What this task involves: Return, exactly as written, all lines from the line containing "Pinpoint the brass plate" to the end of the entries below, with both ends included.

Information shown:
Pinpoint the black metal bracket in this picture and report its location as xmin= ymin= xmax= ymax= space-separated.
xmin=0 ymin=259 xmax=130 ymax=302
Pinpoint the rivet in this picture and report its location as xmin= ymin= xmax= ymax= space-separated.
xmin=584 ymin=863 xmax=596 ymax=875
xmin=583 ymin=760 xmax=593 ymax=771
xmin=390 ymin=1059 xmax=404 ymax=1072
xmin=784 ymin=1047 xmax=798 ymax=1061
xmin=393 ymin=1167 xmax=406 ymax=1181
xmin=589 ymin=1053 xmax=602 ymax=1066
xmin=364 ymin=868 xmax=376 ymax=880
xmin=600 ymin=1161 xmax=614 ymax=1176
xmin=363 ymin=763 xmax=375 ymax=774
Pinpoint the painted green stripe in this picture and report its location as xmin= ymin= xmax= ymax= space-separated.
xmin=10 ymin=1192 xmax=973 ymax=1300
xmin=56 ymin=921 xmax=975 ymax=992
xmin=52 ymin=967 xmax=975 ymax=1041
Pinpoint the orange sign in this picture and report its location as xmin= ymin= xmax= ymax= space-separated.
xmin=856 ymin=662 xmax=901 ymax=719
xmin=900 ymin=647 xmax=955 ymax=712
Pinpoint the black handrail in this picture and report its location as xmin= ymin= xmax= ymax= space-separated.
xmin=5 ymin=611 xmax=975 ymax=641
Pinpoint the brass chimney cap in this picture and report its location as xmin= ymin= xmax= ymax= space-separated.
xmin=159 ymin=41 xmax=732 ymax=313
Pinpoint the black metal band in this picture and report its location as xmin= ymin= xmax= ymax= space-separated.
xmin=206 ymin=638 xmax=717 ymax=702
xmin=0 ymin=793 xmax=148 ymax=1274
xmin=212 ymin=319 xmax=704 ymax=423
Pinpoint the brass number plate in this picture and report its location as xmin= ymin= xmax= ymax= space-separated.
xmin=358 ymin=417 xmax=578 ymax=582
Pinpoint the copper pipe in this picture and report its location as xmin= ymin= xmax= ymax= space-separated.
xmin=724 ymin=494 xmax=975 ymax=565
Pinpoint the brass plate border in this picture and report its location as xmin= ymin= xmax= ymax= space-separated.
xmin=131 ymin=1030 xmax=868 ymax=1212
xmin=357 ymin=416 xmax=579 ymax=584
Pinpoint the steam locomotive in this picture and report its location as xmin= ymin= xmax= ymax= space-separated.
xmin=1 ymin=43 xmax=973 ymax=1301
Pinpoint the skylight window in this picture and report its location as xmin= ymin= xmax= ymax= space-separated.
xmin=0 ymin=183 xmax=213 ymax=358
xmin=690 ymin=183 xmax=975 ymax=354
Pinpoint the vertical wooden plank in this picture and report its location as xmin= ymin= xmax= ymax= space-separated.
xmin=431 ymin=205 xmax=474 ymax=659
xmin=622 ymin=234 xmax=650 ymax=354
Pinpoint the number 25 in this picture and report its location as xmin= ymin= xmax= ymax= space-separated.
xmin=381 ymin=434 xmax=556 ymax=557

Response to this exercise:
Pinpoint the brass plate border in this picture and report its location as xmin= ymin= xmax= ymax= space-separated.
xmin=131 ymin=1030 xmax=868 ymax=1212
xmin=357 ymin=416 xmax=579 ymax=584
Pinpoint the steam locomotive in this picture and report its location as xmin= ymin= xmax= ymax= space-separated.
xmin=1 ymin=43 xmax=973 ymax=1301
Pinpoint the skylight window in this picture and report its location as xmin= ymin= xmax= ymax= space-separated.
xmin=0 ymin=183 xmax=213 ymax=358
xmin=690 ymin=183 xmax=975 ymax=354
Pinpoint the vertical wooden plank in this picture and report its location as xmin= ymin= xmax= ymax= space-separated.
xmin=431 ymin=205 xmax=474 ymax=659
xmin=622 ymin=234 xmax=650 ymax=354
Pinpoint the number 25 in this picture and report its location as xmin= ymin= xmax= ymax= space-separated.
xmin=381 ymin=434 xmax=556 ymax=557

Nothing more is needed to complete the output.